> [DATA LINES]:

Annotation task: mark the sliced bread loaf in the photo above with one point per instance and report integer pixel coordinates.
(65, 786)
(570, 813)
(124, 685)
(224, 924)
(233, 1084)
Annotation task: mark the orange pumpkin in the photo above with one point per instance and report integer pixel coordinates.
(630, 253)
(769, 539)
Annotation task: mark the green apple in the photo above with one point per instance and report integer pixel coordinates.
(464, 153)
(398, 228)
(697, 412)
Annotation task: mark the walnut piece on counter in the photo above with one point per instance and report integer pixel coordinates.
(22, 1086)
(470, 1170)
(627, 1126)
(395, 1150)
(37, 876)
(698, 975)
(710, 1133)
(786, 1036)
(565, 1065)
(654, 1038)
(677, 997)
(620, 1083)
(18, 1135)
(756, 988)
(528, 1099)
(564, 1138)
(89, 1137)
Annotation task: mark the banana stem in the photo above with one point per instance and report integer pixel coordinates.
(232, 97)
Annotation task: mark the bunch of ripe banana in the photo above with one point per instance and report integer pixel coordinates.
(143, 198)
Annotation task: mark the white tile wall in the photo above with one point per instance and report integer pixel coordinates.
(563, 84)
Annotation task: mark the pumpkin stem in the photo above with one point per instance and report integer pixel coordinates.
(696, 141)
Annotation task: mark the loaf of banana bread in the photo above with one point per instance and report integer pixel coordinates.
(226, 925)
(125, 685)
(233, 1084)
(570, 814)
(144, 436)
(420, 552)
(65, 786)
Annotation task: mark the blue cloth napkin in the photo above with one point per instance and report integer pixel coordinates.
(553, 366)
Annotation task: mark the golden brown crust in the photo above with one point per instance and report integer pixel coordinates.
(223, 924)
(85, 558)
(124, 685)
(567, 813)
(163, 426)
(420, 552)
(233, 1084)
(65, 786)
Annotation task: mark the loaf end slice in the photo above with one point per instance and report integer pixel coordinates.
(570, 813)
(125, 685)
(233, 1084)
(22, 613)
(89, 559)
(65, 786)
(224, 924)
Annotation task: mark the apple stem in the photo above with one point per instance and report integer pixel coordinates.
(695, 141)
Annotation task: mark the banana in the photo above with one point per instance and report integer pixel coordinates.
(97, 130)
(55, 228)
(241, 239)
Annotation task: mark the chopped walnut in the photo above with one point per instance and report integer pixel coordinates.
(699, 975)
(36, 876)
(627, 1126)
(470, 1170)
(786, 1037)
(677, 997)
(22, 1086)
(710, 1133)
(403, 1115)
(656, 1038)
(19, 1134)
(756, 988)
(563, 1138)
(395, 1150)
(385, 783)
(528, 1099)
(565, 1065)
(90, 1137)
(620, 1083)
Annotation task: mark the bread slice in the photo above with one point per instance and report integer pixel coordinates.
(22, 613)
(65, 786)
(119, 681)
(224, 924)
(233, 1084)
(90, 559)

> [WRITTEN REQUEST]: Set down, unchanged, the line that contains "Annotation task: mark the apple" together with every later line in the records, through the last one.

> [OUTPUT FOR THIS EXERCISE]:
Annotation task: mark the apple stem in the photo above with one point per instance and report integer pixel coordinates.
(695, 141)
Annotation task: mark the banana in the photo above with one point per instance and report integer pixel coordinates.
(97, 130)
(55, 228)
(241, 239)
Annotation task: mark the chopped walnut in the photo above with one point per instance and report integer pixel coordinates.
(699, 975)
(36, 876)
(627, 1126)
(470, 1170)
(786, 1037)
(677, 997)
(22, 1086)
(710, 1133)
(403, 1115)
(656, 1038)
(19, 1134)
(756, 988)
(563, 1138)
(395, 1150)
(385, 783)
(528, 1099)
(565, 1065)
(90, 1137)
(620, 1083)
Annotation task: mark the bread slice in the photo above with one point per instance and report integer pixel coordinates.
(22, 613)
(65, 786)
(119, 681)
(224, 924)
(233, 1084)
(90, 559)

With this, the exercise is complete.